[Page]:
-- -- --

On s’est étonné que le Hoche de M. Déroulède, ayant subi la Terreur, soit récalcitrant à la République thermidorienne. On a dit qu’il démentait par là son caractère. C’est de quoi je ne saurais convenir. Pur comme il est. Hoche a pu accepter, sans trop comprendre, la République impitoyable, mais austère : contre la République débauchée et agioteuse, tout sa pureté se soulève. La Diane sanglante de Tauris peut sembler vénérable aux âmes pieuses, mais non la Vénus des carrefours soutenue du ruffian Mercure. Oui, l’on conçoit très bien que Hoche conspire contre le Directoire, et par le même sentiment qui lui a fait supporter la Terreur.

-- -- --

[La consigne]: Recopiez mot pour mot, dans le texte sur le Hoche de M. Déroulède, tout ce qui va de « On s’est étonné » jusqu'à « supporter la Terreur. ». Les entrées n'interviennent en rien ici.

-- -- --

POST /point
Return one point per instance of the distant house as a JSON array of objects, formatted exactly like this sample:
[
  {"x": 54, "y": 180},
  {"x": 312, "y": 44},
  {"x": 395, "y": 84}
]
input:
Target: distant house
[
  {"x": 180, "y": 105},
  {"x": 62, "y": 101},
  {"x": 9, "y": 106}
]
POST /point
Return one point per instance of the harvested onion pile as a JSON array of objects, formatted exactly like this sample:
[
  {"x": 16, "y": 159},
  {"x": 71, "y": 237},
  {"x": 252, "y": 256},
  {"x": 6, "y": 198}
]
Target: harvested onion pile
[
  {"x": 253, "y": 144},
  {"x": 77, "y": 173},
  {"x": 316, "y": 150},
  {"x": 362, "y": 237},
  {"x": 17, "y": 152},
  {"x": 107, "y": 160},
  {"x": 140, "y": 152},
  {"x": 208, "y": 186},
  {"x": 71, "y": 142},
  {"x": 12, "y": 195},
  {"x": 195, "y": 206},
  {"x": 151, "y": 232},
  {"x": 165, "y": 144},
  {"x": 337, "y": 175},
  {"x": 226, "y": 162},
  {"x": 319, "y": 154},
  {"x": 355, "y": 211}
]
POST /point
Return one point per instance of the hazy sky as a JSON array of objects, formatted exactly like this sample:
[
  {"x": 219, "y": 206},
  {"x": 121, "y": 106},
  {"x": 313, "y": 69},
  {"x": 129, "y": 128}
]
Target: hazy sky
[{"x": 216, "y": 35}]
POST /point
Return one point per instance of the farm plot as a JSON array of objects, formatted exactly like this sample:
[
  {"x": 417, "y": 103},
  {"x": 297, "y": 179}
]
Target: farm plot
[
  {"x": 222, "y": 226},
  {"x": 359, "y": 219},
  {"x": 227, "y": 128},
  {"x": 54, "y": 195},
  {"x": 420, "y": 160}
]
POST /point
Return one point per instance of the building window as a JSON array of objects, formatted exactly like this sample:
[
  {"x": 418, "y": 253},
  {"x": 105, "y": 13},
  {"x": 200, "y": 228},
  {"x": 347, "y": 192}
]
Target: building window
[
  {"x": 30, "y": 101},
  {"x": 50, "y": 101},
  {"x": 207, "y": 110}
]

-- -- --

[Exercice achevé]:
On s’est étonné que le Hoche de M. Déroulède, ayant subi la Terreur, soit récalcitrant à la République thermidorienne. On a dit qu’il démentait par là son caractère. C’est de quoi je ne saurais convenir. Pur comme il est. Hoche a pu accepter, sans trop comprendre, la République impitoyable, mais austère : contre la République débauchée et agioteuse, tout sa pureté se soulève. La Diane sanglante de Tauris peut sembler vénérable aux âmes pieuses, mais non la Vénus des carrefours soutenue du ruffian Mercure. Oui, l’on conçoit très bien que Hoche conspire contre le Directoire, et par le même sentiment qui lui a fait supporter la Terreur.